If a line in the records below contains the word "blueberry", copy it.

Segment Start: Information given

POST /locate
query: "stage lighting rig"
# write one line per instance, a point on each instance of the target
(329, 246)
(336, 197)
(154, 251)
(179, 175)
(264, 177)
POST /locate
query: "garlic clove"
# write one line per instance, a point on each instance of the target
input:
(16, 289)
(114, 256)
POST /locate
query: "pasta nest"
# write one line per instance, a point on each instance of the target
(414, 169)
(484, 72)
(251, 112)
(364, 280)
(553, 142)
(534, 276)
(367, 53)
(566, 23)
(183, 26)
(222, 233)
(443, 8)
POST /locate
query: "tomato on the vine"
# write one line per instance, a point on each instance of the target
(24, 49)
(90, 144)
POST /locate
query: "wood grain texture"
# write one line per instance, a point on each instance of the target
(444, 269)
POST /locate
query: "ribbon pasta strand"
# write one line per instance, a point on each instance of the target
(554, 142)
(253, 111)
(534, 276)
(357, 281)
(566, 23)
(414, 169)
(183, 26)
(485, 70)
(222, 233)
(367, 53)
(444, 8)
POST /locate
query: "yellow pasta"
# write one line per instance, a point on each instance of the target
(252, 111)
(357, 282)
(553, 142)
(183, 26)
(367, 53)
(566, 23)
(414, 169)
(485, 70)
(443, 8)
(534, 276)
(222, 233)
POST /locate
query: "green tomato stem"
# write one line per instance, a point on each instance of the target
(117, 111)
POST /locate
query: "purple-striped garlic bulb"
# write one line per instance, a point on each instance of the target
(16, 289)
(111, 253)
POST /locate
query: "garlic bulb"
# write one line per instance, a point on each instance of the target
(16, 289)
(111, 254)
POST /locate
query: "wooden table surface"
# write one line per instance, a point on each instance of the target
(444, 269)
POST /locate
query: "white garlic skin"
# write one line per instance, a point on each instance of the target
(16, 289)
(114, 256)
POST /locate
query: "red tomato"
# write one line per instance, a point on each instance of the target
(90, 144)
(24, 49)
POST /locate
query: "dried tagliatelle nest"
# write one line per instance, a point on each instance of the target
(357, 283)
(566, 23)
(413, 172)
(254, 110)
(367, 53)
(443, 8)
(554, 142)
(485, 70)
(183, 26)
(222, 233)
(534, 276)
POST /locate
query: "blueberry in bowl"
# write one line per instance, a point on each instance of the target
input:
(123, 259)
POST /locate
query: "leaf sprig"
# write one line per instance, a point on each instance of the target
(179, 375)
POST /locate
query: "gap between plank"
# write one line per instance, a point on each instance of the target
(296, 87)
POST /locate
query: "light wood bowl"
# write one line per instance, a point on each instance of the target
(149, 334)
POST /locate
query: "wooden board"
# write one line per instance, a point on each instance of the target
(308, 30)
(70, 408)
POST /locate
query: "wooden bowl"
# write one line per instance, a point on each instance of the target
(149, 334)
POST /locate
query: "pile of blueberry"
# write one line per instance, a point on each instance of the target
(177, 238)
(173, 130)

Segment End: Information given

(Output of the task):
query: "blueberry in bowl"
query: "pile of blueberry"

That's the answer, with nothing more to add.